## [TASK]
Copy out all the rows below, changing each "Guideline" to "Rule" and keeping everything else as it is. Omit the pictures.

## [EXERCISE DATA]
___

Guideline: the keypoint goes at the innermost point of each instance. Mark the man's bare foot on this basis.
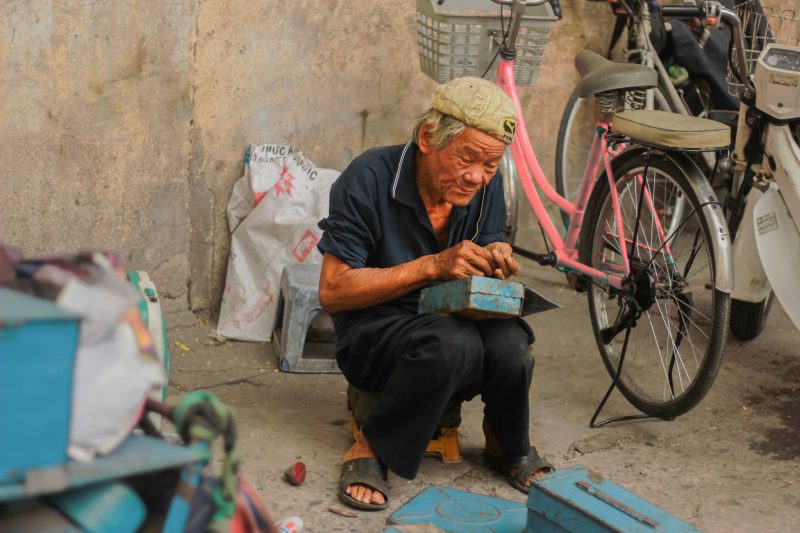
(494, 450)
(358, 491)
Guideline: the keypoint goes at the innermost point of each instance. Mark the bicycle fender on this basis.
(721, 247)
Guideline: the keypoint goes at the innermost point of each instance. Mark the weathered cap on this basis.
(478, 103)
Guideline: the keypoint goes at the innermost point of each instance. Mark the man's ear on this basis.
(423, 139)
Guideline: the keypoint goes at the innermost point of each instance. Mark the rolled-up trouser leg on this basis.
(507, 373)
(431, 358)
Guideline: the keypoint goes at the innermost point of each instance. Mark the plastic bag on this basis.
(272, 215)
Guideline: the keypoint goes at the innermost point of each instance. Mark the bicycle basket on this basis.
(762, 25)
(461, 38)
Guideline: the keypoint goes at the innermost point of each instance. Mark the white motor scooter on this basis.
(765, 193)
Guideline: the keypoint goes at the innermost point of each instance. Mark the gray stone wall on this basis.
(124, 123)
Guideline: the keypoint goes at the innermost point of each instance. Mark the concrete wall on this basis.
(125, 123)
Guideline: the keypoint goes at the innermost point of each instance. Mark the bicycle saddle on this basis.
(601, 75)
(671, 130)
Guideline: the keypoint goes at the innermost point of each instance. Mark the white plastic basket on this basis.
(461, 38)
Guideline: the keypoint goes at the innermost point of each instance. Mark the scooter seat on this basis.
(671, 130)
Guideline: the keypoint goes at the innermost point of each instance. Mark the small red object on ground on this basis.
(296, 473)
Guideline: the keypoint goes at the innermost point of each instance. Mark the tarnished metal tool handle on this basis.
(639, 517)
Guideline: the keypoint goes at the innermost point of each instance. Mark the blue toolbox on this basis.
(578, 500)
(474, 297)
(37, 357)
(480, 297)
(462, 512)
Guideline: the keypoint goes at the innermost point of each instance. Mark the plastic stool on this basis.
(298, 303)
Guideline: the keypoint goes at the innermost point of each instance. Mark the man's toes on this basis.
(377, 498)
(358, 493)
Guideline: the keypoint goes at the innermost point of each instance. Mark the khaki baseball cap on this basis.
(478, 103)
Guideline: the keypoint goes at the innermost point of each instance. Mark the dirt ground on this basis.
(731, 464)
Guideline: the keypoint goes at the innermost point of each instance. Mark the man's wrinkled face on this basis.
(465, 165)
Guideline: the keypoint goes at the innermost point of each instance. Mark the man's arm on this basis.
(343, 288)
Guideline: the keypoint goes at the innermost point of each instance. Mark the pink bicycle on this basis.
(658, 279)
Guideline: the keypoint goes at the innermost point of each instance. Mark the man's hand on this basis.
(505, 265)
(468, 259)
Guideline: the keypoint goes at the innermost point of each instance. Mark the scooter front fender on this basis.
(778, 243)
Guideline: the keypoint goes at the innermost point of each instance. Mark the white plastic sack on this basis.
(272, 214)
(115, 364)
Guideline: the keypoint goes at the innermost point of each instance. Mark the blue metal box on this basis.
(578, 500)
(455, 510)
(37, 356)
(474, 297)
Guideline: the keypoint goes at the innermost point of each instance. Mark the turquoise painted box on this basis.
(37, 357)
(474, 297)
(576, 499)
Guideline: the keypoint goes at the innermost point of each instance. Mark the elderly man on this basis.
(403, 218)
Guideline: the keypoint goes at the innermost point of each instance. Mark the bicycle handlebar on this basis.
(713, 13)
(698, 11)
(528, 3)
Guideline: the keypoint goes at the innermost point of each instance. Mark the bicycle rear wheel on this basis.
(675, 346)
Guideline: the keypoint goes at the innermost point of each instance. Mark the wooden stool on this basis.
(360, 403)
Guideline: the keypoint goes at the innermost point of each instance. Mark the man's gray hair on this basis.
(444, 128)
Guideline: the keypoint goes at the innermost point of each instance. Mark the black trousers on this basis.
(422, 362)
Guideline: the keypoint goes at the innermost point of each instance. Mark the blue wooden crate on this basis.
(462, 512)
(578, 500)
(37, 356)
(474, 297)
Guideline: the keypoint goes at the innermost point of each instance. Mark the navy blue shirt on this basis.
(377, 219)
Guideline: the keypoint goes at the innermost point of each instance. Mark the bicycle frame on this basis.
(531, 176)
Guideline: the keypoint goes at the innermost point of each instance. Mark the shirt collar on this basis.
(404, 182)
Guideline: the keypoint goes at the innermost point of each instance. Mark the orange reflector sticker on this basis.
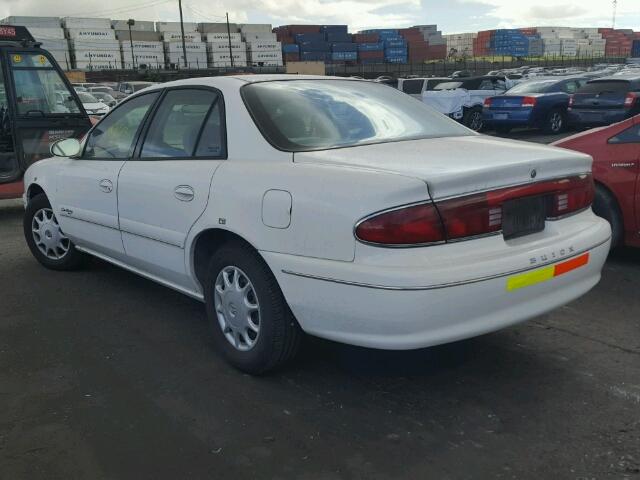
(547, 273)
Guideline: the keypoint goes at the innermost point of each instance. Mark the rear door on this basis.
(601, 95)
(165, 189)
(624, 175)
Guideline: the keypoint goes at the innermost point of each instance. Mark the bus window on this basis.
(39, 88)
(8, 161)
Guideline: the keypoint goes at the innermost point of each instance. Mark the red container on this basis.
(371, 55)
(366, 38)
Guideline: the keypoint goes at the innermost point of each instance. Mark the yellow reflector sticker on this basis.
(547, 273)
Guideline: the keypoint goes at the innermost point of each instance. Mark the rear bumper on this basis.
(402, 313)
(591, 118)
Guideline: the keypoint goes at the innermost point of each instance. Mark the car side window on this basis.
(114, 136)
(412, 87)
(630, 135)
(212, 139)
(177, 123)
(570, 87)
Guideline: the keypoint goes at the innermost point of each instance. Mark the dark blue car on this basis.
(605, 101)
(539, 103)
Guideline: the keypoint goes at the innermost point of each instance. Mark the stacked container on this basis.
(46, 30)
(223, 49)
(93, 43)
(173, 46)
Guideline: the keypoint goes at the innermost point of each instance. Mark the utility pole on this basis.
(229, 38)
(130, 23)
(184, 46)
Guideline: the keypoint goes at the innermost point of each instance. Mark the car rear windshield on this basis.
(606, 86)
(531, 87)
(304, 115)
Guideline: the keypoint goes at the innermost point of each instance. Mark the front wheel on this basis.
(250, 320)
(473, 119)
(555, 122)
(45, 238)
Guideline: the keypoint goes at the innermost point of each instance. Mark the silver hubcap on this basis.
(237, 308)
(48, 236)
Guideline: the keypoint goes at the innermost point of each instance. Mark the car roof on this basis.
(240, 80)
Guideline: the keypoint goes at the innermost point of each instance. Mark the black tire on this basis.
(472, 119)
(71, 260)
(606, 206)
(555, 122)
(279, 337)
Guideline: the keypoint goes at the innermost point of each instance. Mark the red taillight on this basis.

___

## [FULL SOLUTION]
Rule: the keypoint goes at the innermost point of each instance. Mark the man's bare foot on this basis.
(494, 450)
(358, 491)
Rule: the keypoint goes at the innermost point of each instance. Mark the bicycle fender on this basis.
(721, 247)
Rule: the keypoint goes at the innermost point of each instance. Mark the weathered cap on this basis.
(478, 103)
Rule: the keypoint goes at the innermost point of each instance. Mark the man's ear on this basis.
(423, 139)
Rule: the keypoint goes at the innermost point of each instance. Mark the rolled-up trouser leg on this basis.
(507, 373)
(431, 358)
Rule: the keypoint goes at the innermost point of each instance. Mark the plastic bag on this basis.
(272, 215)
Rule: the keypoint goes at the innermost point of each instance. Mark the bicycle basket on this basis.
(762, 25)
(461, 38)
Rule: the keypoint goes at the innermost point of each instance. Mark the white motor scooter on this basis.
(765, 193)
Rule: the keypoint goes at the innermost point of each instance. Mark the gray stone wall on this basis.
(124, 123)
Rule: the keypoint goes at the innermost point of each instance. Mark the concrete wall on this basis.
(125, 123)
Rule: the keypoint goes at the innermost point of each instance. Mark the bicycle saddle on this basis.
(601, 75)
(671, 130)
Rule: the keypoint goes at the innermost point of each instance. Mark the white plastic basket on this basis.
(461, 38)
Rule: the keypoint goes at the innermost point of each instance. Mark the scooter seat on this basis.
(671, 130)
Rule: the keypoint goes at the innermost point of each instance. Mark the small red object on ground on this basis.
(296, 473)
Rule: the keypoint goes at the innermost point of each instance. Mark the tarnished metal tool handle on this basis.
(639, 517)
Rule: the keypoint goes at the innermost point of each instance. Mark the blue toolbox on this basis.
(578, 500)
(474, 297)
(37, 357)
(480, 297)
(462, 512)
Rule: the keypoint goes at the innermost point of each instance. Mark the plastic stool on this basis.
(298, 303)
Rule: the keypoint goes at the innermost point of each instance. Mark the man's toes on this basis.
(377, 498)
(358, 493)
Rule: the keypoint goes at the innermost point of each instance. Mark the khaki baseball cap on this basis.
(478, 103)
Rule: the keypoint goes at the innermost point of each instance. Mark the dirt ground on this basis.
(731, 464)
Rule: the keypoint goes at the innermost point of each instance. Mark the man's wrinkled face on this basis.
(465, 165)
Rule: the keypoint goes at the innermost point of each instance. Mark the man's arm on this basis.
(343, 288)
Rule: the keypoint goes at the innermost point of each instance. Mark the pink bicycle on this basis.
(658, 279)
Rule: the keypoint goes at the innermost point of each instance. Mark the man's hand on this basis.
(505, 265)
(468, 259)
Rule: the keypoint goes at the innermost point of each instance. Mark the scooter front fender on this basis.
(778, 243)
Rule: the keypoint goes at the innermost point of each instance. Mark the white plastic sack on this basis.
(272, 214)
(115, 364)
Rule: the keypoint goes at the innermost point of each instance. Mark the blue metal box on this basis.
(578, 500)
(455, 510)
(37, 356)
(474, 297)
Rule: the keypoint goes at the innermost point of each instance. Mark the turquoise painted box on this basis.
(37, 357)
(474, 297)
(576, 499)
Rule: the keypoint goes at the innermost point of each instance. Mark the elderly man on this basis.
(403, 218)
Rule: the keypoint goes at the innermost point of each instance. Mark the bicycle handlebar on this basis.
(713, 13)
(698, 11)
(528, 3)
Rule: the keypoint goes at the innermost point of each instance. Mark the bicycle rear wheel on this basis.
(675, 346)
Rule: the keypoint goes at the innermost point of each instance. Mark the wooden stool on this basis.
(360, 403)
Rule: the keypoint goes at the innermost point of each instance. Mark the man's gray hair on this basis.
(444, 128)
Rule: the keypoint goes at the innermost point of each instance. Mark the black trousers on this basis.
(422, 362)
Rule: the keypoint goes at the innermost point of each instance. Mark the blue wooden crate on this basis.
(462, 512)
(578, 500)
(37, 356)
(474, 297)
Rule: the keypoint goes at the innermost point of each instance. Mark the navy blue shirt on this basis.
(377, 219)
Rule: the keypoint goes at the innermost point of each instance. Mark the bicycle frame on this basis.
(531, 176)
Rule: the keypoint goes at the innermost point of each instance. Mark the shirt collar on this basis.
(404, 182)
Rule: the keypoint goes at the innermost point of each instance. Mark the orange reflector sticker on this basis.
(547, 273)
Rule: the keypoint goes at the innermost point of each instance. Mark the rear door on this basis.
(601, 95)
(165, 189)
(624, 175)
Rule: the keypoint goes at the innermost point of each instance. Mark the bus window on this basis.
(39, 88)
(8, 161)
Rule: the keypoint goes at the innermost point of each instance. Mark the red container on this basis.
(371, 55)
(366, 38)
Rule: the keypoint goes at the innermost point of each instance. Mark the yellow reflector sticker on this basis.
(547, 273)
Rule: the keypoint goes at the innermost point of each instance. Mark the rear bumper on this basis.
(402, 313)
(591, 118)
Rule: the keypoint goes at the innermost point of each instance. Mark the car side window on this basis.
(114, 136)
(412, 87)
(630, 135)
(212, 139)
(177, 123)
(570, 87)
Rule: the keypoint goes at the innermost point of each instance. Mark the dark blue car on this basis.
(605, 101)
(539, 103)
Rule: the keypoint goes at the innermost point of each instance. Mark the stacked container on this basis.
(46, 30)
(223, 49)
(93, 43)
(173, 46)
Rule: the keypoint goes at the innermost point of each instance. Mark the utility pole on this basis.
(229, 38)
(130, 23)
(184, 46)
Rule: the keypoint goes at the innermost point of each instance. Mark the car rear windshield on this basis.
(606, 86)
(531, 87)
(304, 115)
Rule: the keypoint goes at the innermost point of each instance. Mark the front wheel on this basis.
(250, 320)
(473, 119)
(555, 122)
(45, 238)
Rule: the keypoint goes at the innermost point of each instance. Mark the silver hubcap on this basis.
(237, 308)
(48, 236)
Rule: the keypoint goes at the innermost point of each instance. Mark the car roof on this basis.
(240, 80)
Rule: the keypoint goes at the innermost point of each instance. Mark the black tire on this basis.
(472, 119)
(71, 260)
(606, 206)
(555, 122)
(279, 337)
Rule: the keypoint goes at the innermost point of each instance. Mark the red taillight on this basis.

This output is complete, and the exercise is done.